* **Directive**
Copy the data below word for word, from the line with "of bird's head" to the line with "top-left (234, 164), bottom-right (318, 217)", including both of those lines.

Object detection data:
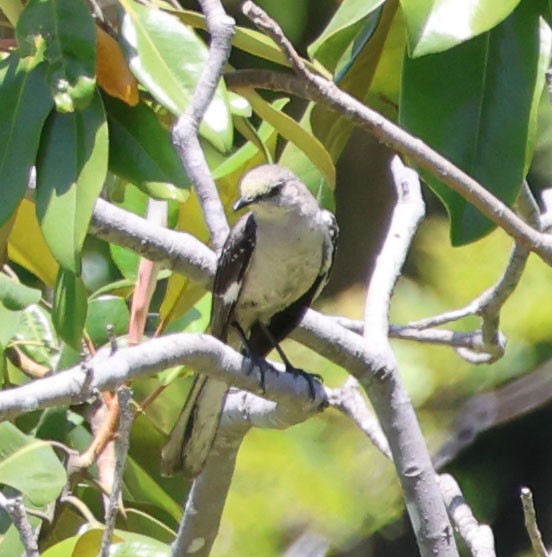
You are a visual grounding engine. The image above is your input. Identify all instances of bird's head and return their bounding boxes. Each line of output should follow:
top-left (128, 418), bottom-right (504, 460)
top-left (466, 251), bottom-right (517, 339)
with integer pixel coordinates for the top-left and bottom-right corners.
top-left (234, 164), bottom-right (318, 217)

---

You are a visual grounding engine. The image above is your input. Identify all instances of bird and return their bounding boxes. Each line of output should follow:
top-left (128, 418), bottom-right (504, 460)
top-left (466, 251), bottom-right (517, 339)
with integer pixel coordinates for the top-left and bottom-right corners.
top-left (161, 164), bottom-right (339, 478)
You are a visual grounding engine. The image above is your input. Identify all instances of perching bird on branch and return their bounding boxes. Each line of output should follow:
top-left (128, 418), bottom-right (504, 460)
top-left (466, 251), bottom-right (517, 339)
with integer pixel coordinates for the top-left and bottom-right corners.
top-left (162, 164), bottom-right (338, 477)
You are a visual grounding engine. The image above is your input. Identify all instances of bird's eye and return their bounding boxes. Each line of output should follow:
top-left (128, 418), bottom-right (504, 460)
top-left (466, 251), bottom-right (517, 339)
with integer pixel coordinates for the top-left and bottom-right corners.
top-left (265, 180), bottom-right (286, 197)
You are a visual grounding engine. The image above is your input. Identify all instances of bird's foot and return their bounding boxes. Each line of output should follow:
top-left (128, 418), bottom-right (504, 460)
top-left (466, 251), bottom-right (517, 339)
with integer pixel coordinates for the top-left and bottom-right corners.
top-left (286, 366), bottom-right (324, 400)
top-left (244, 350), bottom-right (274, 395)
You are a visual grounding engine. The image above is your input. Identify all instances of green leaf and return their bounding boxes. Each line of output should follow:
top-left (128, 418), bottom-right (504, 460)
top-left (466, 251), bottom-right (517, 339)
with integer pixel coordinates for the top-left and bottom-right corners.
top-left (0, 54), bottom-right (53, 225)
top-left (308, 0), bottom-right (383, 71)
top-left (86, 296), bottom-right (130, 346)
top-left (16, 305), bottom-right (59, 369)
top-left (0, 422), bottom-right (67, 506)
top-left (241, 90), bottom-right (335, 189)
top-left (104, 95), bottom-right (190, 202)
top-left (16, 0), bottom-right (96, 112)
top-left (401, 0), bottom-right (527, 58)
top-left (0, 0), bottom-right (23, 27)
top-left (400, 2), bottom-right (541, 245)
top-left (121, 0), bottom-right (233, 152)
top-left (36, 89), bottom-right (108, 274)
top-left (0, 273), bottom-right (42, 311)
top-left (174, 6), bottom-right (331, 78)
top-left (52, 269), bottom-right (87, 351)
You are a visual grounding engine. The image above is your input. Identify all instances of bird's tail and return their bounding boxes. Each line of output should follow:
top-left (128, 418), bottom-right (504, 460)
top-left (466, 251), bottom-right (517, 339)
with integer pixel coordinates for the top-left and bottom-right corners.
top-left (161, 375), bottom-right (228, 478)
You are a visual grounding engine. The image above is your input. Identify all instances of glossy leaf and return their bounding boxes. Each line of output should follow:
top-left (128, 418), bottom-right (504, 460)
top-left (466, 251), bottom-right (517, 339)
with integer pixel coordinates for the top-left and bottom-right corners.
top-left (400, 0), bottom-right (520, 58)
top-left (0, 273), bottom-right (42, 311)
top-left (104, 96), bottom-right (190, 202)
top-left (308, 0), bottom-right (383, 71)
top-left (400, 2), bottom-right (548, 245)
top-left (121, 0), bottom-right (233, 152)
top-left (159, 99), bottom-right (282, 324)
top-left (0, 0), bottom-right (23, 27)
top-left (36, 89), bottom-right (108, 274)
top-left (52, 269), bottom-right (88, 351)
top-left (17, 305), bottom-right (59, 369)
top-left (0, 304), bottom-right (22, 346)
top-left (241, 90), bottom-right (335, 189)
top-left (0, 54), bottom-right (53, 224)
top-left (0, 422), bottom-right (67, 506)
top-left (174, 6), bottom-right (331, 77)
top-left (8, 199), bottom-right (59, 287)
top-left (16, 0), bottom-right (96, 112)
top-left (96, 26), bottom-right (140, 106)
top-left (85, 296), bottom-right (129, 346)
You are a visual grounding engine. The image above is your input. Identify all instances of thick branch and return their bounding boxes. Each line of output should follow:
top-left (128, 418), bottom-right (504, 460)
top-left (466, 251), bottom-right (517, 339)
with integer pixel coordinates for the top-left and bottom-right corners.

* **Result of the exercise**
You are a visual grounding engine. The image above is your input. Identify all instances of bird's head and return their bounding boxes. Each line of output should follow:
top-left (128, 418), bottom-right (504, 460)
top-left (466, 251), bottom-right (517, 339)
with integer pixel coordinates for the top-left and bottom-right corners.
top-left (234, 164), bottom-right (318, 217)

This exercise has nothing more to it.